ASSIGNMENT:
Nothing in the data should change when you return it, but leave the pictures out.
== RECORDS FOR THE EXERCISE ==
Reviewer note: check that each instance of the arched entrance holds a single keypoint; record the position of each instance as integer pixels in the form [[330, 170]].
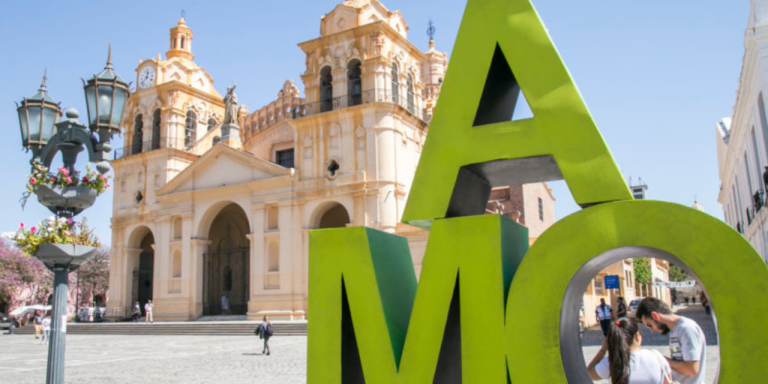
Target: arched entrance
[[226, 266], [335, 217], [143, 274]]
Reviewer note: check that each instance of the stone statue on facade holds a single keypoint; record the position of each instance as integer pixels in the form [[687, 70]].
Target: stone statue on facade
[[230, 129], [230, 106]]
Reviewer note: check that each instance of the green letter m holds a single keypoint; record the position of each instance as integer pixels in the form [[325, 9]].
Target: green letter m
[[370, 324]]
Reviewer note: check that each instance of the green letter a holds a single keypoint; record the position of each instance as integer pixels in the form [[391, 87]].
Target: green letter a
[[502, 48]]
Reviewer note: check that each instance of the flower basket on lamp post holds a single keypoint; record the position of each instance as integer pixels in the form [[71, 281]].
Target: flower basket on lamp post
[[66, 201], [64, 192]]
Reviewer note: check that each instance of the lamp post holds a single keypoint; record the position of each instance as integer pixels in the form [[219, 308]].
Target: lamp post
[[44, 135]]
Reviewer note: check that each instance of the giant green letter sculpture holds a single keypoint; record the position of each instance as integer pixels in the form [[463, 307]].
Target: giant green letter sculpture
[[483, 313]]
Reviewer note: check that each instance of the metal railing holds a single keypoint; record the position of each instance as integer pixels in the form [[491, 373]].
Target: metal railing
[[370, 96], [165, 142]]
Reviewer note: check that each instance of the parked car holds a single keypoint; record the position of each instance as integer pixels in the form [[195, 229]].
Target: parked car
[[91, 314], [7, 323]]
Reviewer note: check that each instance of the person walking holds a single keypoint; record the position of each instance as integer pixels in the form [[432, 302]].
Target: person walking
[[37, 322], [604, 314], [626, 362], [621, 308], [148, 308], [46, 325], [687, 343], [136, 312], [265, 331]]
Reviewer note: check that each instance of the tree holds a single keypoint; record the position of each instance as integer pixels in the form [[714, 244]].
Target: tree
[[23, 280], [642, 269], [676, 273]]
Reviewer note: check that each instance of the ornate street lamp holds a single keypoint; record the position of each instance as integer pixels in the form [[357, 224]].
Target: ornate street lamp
[[38, 116], [45, 135], [105, 97]]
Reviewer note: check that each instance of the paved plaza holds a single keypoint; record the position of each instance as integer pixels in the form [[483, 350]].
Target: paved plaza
[[214, 359]]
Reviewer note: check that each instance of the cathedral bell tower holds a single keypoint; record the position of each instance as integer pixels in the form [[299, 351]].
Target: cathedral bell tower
[[181, 41]]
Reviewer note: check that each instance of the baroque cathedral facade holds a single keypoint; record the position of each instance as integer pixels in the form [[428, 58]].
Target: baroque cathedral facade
[[206, 223]]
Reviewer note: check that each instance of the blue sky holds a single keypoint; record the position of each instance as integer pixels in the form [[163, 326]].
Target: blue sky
[[656, 75]]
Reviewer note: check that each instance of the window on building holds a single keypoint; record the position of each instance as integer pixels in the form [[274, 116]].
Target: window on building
[[285, 158], [273, 258], [326, 89], [227, 278], [156, 129], [272, 218], [761, 187], [354, 84], [177, 264], [190, 131], [411, 103], [763, 120], [138, 134], [599, 285], [541, 209], [749, 174], [395, 83]]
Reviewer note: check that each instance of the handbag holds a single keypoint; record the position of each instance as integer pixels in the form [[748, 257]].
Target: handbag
===
WRITTEN SOLUTION:
Reviewer note: check that each instance of the arched entrance holds a single keypoint; record the position of each instance as integer pixels in the form [[330, 170]].
Target: arched entrance
[[226, 266], [335, 217], [143, 274]]
Reviewer note: check that each instance of the stone statue on facade holds a single keypoint; record the position of each instance as integer pixels in the form [[687, 70]].
Target: stone statue on facade
[[230, 129], [230, 106]]
Reviewer note: check that each instance of the green letter m holds a single keypoint; record the position of each instance as integer pixels in the form [[325, 9]].
Target: green letter m
[[370, 324]]
Reviewer note: check that each instance of the green letter a holds a single keypoint; record the position of each instance as integer pixels in the form [[391, 87]].
Target: green letter a
[[502, 48]]
Reviewer note: check that each instance of the flower basket on lamp post holds a single keypoint; record the position of each instance as integer pixels in the form [[71, 281]].
Target: flower basket on lamp post
[[66, 201], [64, 192]]
Reviewer note: check that each instance of the lamp post holds a single keypoint; record the position of each instance as integer pixels in the form [[219, 308]].
Target: lamp post
[[44, 135]]
Reviewer note: check that each instance of the giant green letter sculpture holds a single keypoint; record the position of each instance as integer pixels in the form [[463, 307]].
Target: giant green letter sculpture
[[483, 313]]
Reviewer note: check that each instance of the metal railing holds a single keypoint; record the position of each instance as integer pixels in the form [[491, 373]].
Target: metal railing
[[370, 96], [165, 142]]
Reviewer note: check that each instance of the parked car holds a single keypoint; record the position of each instance as integer pixels in the form [[195, 229]].
Target: parked car
[[91, 314], [7, 323]]
Reviewer note: check that each instance of the person walking holds a single keypoint; record the position of each instance as integer pixels in the form [[432, 302]].
Target: person walking
[[37, 322], [604, 314], [626, 362], [621, 308], [148, 308], [46, 325], [687, 343], [136, 312], [265, 331]]
Reviewer note: check that each instance of the tree holds a single keypoint; record the position of each instance as integer pixels in the form [[714, 244]].
Target: tree
[[23, 280], [642, 269], [676, 273]]
Reviewer note: check that each instance of the ornate street lamp holds a single keypoint; record the position of each instance as integer pixels in the form [[357, 224]].
Target: ornate street lamp
[[38, 116], [45, 135], [105, 97]]
Reviewer note: check that each instance of the paved plaza holds a single keypoint; record the position of each instance as integer pixels in the form [[483, 350]].
Target: paved plaza
[[214, 359]]
Reviewer note: check that each instance of the cathedral bell tower holds a single keypoint; record the position of each instance as integer pixels in the form [[299, 351]].
Target: cathedral bell tower
[[181, 41]]
Reviewer note: check that each instance of the baroque cathedral facade holds a single keypoint; record the position of each instance as integer pixels in the form [[428, 58]].
Target: baroque cathedral facade
[[206, 223]]
Reviewer note: check that each instance of the blue sky holds a single keypoint; record the position of each instance as integer pixels in the form [[163, 326]].
Target: blue sky
[[656, 75]]
Reviewer note: check that each instance of the window on building holds a single keypoint; record the position of each instance as integer pixels in the form [[274, 116]].
Target: window on building
[[285, 158], [273, 258], [326, 89], [227, 278], [156, 129], [272, 218], [761, 187], [354, 84], [177, 264], [190, 131], [411, 103], [763, 120], [138, 134], [599, 285], [541, 209], [749, 174], [395, 83]]
Reviewer note: check that each instance of the handbag holds a single keypoint; record the position of each instance as integer pixels in the form [[748, 257]].
Target: handbag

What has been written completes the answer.